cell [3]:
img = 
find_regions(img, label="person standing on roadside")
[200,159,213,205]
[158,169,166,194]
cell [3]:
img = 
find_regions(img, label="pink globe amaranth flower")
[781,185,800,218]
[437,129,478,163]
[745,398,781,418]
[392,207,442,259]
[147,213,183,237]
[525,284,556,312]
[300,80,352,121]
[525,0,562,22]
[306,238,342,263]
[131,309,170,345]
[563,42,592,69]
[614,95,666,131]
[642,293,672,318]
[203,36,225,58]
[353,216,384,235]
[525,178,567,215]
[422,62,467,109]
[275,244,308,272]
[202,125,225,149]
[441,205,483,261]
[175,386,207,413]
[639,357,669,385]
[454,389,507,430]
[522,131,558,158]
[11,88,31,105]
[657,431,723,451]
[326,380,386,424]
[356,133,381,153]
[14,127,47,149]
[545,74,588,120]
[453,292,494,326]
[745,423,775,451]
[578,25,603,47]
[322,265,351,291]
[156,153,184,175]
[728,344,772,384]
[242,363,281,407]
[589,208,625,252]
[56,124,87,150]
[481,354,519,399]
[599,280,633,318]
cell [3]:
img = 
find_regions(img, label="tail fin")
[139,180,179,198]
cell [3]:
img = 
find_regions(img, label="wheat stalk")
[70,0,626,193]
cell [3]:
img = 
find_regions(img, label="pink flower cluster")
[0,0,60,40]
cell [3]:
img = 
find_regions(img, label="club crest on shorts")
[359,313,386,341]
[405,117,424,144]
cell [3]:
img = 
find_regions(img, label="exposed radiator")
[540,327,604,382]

____

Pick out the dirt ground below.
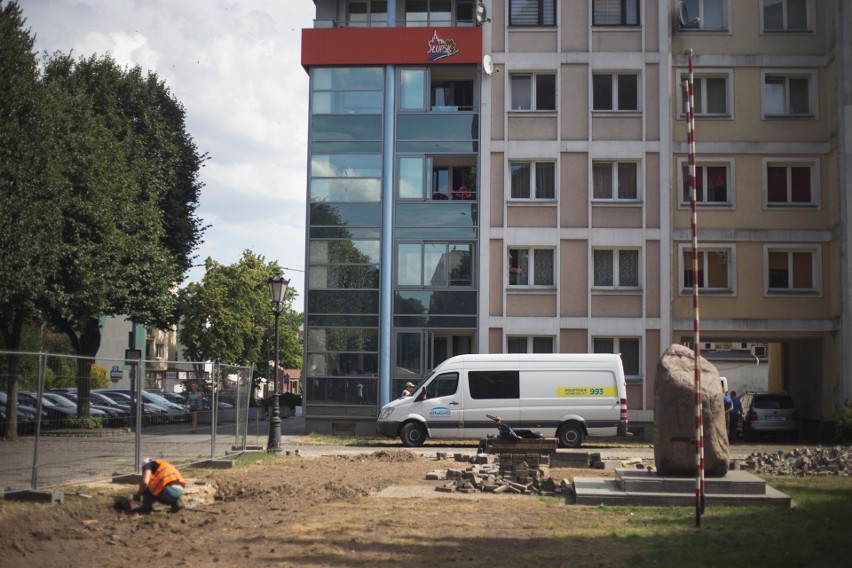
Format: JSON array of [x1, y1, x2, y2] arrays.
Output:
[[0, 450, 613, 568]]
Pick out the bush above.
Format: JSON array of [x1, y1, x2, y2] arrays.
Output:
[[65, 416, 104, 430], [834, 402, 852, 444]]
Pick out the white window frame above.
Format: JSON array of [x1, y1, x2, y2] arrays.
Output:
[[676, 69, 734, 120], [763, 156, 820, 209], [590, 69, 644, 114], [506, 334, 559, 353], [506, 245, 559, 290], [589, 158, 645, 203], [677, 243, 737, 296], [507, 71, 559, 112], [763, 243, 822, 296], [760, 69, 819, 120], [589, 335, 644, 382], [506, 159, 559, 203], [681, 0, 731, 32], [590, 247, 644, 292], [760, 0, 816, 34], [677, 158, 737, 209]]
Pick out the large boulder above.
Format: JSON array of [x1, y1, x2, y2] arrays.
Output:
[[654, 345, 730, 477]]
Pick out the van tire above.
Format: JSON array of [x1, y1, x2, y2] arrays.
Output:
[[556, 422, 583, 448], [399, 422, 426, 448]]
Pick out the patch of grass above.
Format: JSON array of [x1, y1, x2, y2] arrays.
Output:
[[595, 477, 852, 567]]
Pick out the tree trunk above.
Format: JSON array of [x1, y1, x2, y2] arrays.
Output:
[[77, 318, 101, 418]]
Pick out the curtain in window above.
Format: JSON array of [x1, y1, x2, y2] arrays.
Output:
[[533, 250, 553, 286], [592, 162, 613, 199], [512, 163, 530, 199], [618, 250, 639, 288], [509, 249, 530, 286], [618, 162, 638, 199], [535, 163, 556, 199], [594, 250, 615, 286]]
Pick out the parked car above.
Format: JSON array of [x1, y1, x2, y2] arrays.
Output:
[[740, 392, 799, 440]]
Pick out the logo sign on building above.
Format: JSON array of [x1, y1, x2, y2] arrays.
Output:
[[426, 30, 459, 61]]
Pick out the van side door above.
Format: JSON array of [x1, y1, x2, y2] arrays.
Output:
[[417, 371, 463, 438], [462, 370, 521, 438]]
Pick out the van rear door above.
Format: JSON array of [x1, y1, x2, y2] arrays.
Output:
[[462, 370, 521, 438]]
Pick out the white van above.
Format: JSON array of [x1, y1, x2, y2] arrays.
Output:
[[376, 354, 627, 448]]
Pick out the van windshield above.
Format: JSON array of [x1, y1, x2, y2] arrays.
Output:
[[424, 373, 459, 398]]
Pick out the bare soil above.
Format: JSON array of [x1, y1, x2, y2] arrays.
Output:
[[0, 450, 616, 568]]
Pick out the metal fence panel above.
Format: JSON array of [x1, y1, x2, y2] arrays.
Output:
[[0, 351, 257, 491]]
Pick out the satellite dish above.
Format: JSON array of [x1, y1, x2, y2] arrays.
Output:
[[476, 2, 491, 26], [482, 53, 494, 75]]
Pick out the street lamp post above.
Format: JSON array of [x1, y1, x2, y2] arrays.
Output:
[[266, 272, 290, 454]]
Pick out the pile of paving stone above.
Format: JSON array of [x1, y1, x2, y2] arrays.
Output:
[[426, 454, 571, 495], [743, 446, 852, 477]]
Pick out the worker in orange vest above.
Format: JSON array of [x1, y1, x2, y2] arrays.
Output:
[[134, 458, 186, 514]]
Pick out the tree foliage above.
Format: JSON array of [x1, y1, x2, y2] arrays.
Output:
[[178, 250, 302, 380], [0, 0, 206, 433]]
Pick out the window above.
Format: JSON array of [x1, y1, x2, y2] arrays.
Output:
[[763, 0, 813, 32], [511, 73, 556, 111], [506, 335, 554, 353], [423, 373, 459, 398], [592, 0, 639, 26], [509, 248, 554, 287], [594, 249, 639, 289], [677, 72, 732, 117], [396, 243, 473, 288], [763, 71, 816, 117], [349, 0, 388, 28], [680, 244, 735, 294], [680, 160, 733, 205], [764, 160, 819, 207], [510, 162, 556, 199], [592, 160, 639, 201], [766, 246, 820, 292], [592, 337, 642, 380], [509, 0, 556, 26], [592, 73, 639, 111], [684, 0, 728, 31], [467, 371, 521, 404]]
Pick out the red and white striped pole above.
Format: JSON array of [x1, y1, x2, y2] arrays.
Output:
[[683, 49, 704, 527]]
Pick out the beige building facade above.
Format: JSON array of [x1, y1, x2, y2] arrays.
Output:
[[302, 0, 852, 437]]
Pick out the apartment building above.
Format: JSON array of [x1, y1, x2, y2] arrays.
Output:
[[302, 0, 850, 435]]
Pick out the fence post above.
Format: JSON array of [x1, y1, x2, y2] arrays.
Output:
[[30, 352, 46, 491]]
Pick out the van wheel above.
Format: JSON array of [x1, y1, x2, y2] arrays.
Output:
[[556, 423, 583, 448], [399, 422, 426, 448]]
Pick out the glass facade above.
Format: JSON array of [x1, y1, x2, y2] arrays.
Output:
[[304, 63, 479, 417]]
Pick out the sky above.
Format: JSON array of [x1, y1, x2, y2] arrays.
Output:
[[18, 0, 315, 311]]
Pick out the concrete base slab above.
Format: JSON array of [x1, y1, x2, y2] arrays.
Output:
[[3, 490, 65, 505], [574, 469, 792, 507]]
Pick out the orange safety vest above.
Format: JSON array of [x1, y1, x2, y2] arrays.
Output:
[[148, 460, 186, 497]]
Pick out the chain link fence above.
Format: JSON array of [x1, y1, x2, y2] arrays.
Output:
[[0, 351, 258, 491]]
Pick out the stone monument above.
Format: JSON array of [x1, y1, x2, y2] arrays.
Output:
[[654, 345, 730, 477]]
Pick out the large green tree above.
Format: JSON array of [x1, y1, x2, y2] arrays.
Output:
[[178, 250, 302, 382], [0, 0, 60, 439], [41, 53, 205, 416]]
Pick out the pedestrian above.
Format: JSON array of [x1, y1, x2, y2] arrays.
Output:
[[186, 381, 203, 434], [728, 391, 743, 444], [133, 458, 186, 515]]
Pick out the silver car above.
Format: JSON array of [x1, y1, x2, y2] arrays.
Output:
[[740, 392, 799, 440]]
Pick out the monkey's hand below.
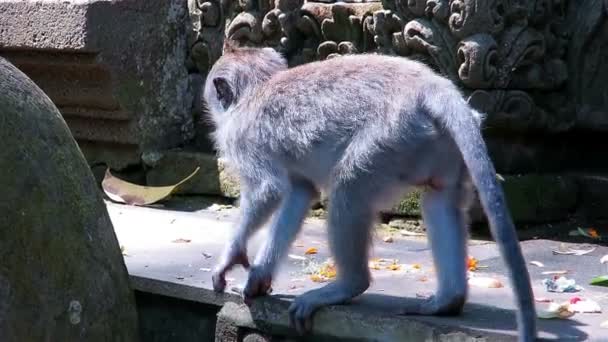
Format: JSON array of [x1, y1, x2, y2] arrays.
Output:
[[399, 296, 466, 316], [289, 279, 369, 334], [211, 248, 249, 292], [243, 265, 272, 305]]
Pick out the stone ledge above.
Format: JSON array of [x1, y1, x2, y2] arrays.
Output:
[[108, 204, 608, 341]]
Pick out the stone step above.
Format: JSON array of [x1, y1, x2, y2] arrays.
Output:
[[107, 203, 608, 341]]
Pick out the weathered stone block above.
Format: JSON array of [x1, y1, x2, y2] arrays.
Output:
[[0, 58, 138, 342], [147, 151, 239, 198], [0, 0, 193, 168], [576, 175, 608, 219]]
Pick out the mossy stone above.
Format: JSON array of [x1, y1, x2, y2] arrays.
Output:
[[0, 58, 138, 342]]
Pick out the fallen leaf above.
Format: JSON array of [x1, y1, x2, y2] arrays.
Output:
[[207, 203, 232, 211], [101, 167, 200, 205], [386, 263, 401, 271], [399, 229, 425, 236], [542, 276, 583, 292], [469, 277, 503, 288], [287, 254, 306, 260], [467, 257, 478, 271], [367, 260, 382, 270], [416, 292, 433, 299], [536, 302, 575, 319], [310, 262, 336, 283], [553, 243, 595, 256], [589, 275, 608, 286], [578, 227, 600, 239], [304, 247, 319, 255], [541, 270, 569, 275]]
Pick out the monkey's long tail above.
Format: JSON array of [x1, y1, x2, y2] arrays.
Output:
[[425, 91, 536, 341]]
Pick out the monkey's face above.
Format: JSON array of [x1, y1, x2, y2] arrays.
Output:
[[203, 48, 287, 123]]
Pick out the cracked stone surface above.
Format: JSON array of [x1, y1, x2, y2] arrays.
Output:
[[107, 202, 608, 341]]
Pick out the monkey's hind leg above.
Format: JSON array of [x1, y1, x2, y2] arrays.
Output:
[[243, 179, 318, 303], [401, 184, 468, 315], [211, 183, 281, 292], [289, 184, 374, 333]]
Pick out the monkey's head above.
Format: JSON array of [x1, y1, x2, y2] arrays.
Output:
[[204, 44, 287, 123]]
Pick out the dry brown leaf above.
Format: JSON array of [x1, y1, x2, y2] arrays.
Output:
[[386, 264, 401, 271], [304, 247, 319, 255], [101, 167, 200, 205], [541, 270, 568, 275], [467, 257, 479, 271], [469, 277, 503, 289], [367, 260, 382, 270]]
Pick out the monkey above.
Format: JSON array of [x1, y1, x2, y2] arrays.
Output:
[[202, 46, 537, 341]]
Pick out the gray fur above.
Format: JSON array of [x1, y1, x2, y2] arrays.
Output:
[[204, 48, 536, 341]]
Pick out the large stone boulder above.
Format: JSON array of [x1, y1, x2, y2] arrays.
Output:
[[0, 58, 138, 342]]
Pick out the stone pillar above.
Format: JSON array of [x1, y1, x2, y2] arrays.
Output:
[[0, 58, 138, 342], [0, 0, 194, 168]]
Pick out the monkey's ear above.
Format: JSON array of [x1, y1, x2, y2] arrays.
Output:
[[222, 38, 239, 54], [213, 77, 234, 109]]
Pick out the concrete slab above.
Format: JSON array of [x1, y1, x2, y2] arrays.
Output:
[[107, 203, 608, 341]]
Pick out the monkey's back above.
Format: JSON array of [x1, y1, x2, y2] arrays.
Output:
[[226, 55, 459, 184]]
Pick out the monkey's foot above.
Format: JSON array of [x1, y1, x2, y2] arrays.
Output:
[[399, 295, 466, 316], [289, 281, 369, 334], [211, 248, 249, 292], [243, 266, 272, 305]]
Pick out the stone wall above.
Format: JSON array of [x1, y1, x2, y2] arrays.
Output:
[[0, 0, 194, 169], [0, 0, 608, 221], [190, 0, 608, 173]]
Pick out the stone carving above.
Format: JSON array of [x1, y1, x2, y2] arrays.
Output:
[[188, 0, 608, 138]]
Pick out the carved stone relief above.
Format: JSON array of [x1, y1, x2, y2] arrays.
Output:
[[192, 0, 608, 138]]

____

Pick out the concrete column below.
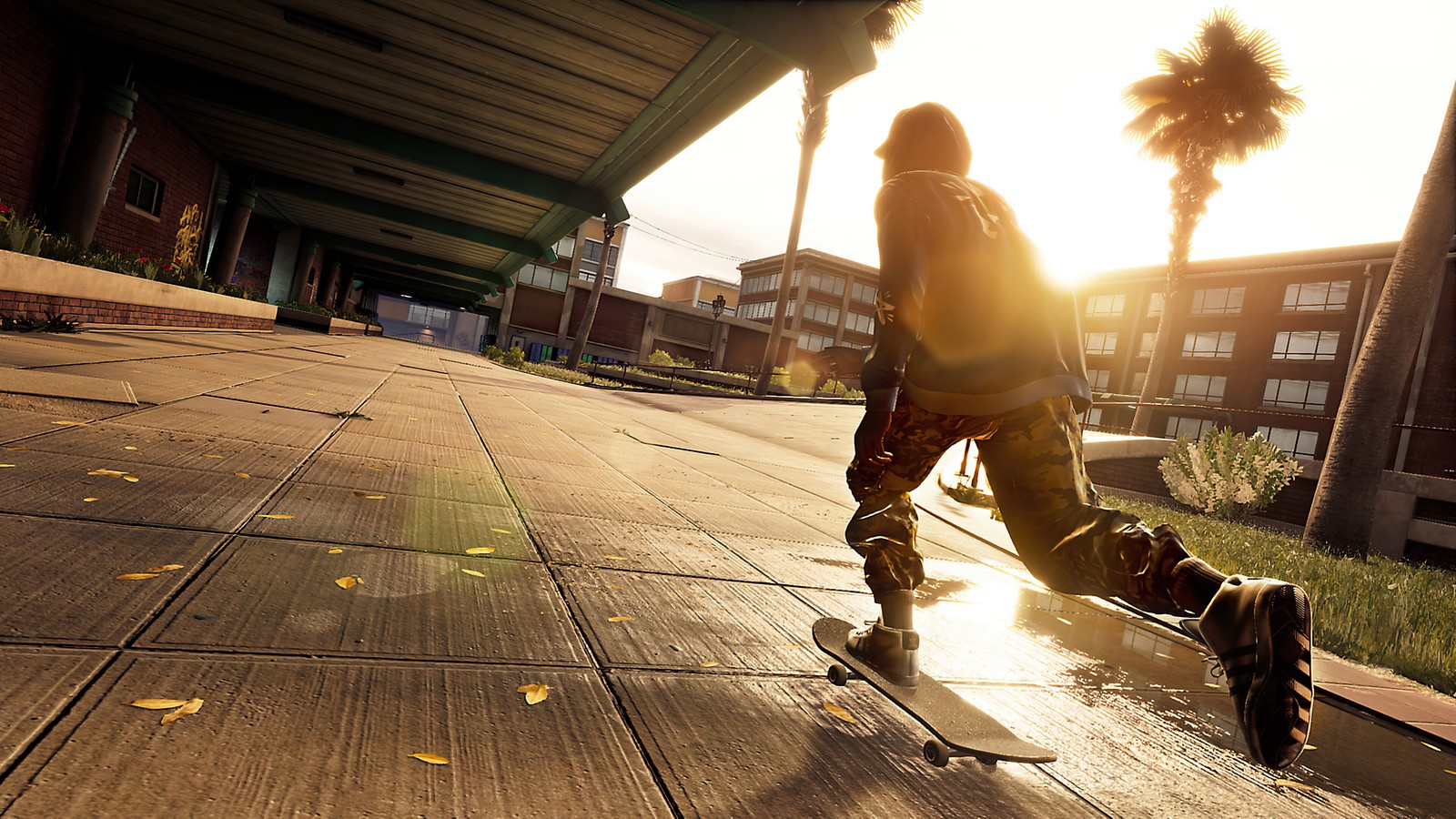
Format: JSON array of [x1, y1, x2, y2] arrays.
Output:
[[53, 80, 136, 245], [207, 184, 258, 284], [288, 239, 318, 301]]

____

Übertrage den Abschnitt der Auflistung oben von der Zeile mit „Pick out the large stone boulder above.“ bis einschließlich der Zeile mit „[[226, 55, 459, 184]]“ in eine CSV mit den Spalten „eingabe“ und „ausgabe“, wobei jeder Datensatz einen Text und die zugehörige Antwort enthält. Setze jedes Feld in Anführungszeichen und ersetze Zeilenumbrüche darin durch Leerzeichen.

• Antwort:
eingabe,ausgabe
"Pick out the large stone boulder above. Format: JSON array of [x1, y1, x2, y2] arrays. Output:","[[0, 58, 138, 342]]"
"Pick out the stone pillar above. Format: JSON array of [x1, y1, x2, y2] arrays. Output:","[[0, 58, 138, 342], [0, 0, 194, 168]]"
"Pick out the monkey's ear above. Format: JSON array of [x1, y1, x2, y2] arrays. Output:","[[222, 38, 239, 54], [213, 77, 234, 109]]"
"Pick out the concrete slab above. Format: JSON array of [x1, y1, x2, y2] arrays. Output:","[[107, 203, 608, 341]]"
"Pick out the monkey's back above. Format: JSON array of [x1, y1, x2, y2] arrays. Output:","[[226, 55, 459, 184]]"